→ Brief
Please return every line of the following material word for word, without changing anything.

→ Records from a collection
━━━━━━
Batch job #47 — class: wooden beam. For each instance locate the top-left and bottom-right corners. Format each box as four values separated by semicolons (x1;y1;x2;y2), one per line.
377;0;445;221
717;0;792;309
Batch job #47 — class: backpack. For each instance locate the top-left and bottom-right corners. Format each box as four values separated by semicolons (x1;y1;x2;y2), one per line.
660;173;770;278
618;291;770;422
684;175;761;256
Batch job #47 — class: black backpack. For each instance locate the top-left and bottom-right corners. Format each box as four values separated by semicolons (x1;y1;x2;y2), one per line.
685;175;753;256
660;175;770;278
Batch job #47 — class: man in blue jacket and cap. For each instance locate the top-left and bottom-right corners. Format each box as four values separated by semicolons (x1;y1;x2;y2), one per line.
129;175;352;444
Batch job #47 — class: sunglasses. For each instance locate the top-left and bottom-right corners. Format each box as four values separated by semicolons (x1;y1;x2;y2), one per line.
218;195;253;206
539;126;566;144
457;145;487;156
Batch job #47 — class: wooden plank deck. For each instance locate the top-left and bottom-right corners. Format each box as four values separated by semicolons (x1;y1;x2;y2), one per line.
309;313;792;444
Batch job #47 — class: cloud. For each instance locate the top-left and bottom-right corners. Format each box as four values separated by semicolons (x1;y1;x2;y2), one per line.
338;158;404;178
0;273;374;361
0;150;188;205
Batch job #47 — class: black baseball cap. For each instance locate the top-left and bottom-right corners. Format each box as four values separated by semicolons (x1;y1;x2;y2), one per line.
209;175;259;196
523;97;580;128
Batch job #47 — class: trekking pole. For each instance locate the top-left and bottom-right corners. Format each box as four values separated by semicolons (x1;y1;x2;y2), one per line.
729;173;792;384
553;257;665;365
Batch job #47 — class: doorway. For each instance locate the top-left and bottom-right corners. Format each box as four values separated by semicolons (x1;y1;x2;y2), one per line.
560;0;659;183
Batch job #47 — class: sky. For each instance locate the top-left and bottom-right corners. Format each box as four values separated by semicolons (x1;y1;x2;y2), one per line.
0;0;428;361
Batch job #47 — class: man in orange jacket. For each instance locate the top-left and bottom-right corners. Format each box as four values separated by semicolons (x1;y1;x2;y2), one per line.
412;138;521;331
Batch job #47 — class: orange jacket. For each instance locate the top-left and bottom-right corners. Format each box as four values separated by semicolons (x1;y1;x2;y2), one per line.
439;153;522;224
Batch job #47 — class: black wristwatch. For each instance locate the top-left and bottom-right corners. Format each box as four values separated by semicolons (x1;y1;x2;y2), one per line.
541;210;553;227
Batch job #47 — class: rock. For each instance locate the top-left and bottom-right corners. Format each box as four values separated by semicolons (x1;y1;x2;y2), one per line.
━━━━━━
→ The completed task
Batch job #47 — class: wooden beam. For each instance locate the top-left and bottom-right corners. Format each box as four values separated by semicolons (x1;y1;x2;y2), one per line.
377;0;445;221
717;0;792;309
Batch job #47 — class: backpack. For each instance locate the top-left and bottom-right corners. Format each box as four values separated by semicolons (x1;y1;x2;y2), one per line.
660;173;770;278
618;291;770;422
684;175;761;256
Batch job #47 — class: black backpack. For each instance locate the top-left and bottom-right corners. Format each box as four values separated by semicolons (x1;y1;x2;y2), one per line.
685;175;753;256
660;175;770;278
Batch job #47 — class: man in blue jacket and cap. For each instance locate the top-left and bottom-right corners. Format each box as four values separated by semicolons (x1;y1;x2;y2), one per line.
129;175;352;444
Batch job #47 — class: sunglasses. For each instance locate the top-left and bottom-right corners. Format each box as four values separated by semicolons (x1;y1;x2;y2), one per line.
218;195;253;206
539;126;566;144
457;145;487;156
Batch job #47 — class: wooden plank deck. For each instance locate the top-left and bottom-right corners. Format each box as four values separated by semicolons (x1;y1;x2;y2), one per line.
309;313;792;444
Batch job #47 — class: cloud. For each instance locate the top-left and bottom-right corners. Format each box as four values separated by semicolons (x1;y1;x2;y2), one per line.
338;158;404;178
0;273;374;361
0;150;188;205
Batch job #47 — class: black baseball cap. For each instance locate the top-left and bottom-right corners. Format each box as four values separated by semicolons (x1;y1;x2;y2), one per line.
209;175;259;196
523;97;580;128
Batch job #47 — class: trekking pole. For each instance locate the top-left and bottom-right corners. Format each box as four values separated by semicolons (x1;y1;x2;y2), one per line.
729;173;792;384
553;257;665;365
Batch job #47 — class: doorway. For each instance locate the top-left and bottom-right corners. Format each box as four values separated by semicolons (x1;y1;x2;y2), one per line.
560;0;659;183
Batch job #47 — class: sky. For each instance locate the top-left and bottom-right corners. Format each box as four values separated by semicolons (x1;y1;x2;y2), one per line.
0;0;428;361
Batch job #47 — class: man in orange jacket. For each instance locate the top-left and bottom-right corners. Format each box as four values separated by semicolons (x1;y1;x2;y2), one per line.
412;138;521;331
Batch job #47 — class: orange jacket. For each instance locate the top-left and bottom-right corners. Format each box as four values separated by semicolons (x1;y1;x2;y2), one per line.
439;153;522;224
Batch job #47 — class: black wristwatch. For each instance locate the top-left and bottom-right corners. Format each box as four values separated by semicolons (x1;y1;x2;y2), one per line.
541;210;553;227
Batch job #47 — class: rock. For each instance locate the top-left and bottom-right corners. Format each box as four values separated by semicolons (x1;y1;x2;y2), one per line.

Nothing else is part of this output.